Written instruction =
Reproduce the items below, replacing "weathered stone carving" with "eroded stone relief" wherever it occurs and leaving everything else unchanged. Omit the pictures from your answer.

Listed records =
⟨

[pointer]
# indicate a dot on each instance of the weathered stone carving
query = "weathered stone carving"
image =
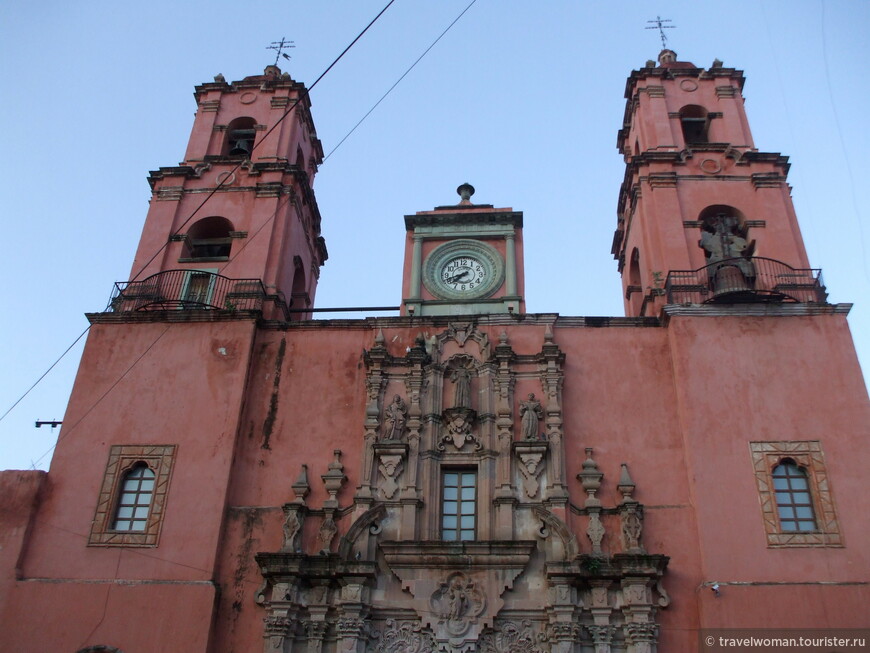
(390, 467)
(396, 419)
(510, 637)
(590, 478)
(595, 531)
(406, 637)
(728, 252)
(458, 602)
(334, 478)
(457, 605)
(458, 423)
(292, 527)
(602, 636)
(530, 414)
(630, 513)
(327, 532)
(277, 628)
(294, 514)
(461, 379)
(642, 636)
(530, 456)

⟩

The completed task =
[pointer]
# indicate a dot on each instance of the eroded stone relief
query = "eroded stone relief"
image =
(390, 467)
(396, 419)
(510, 637)
(590, 478)
(595, 531)
(406, 637)
(728, 252)
(458, 602)
(334, 478)
(457, 605)
(458, 423)
(292, 527)
(602, 636)
(530, 414)
(630, 513)
(327, 532)
(277, 628)
(294, 514)
(461, 379)
(642, 636)
(530, 456)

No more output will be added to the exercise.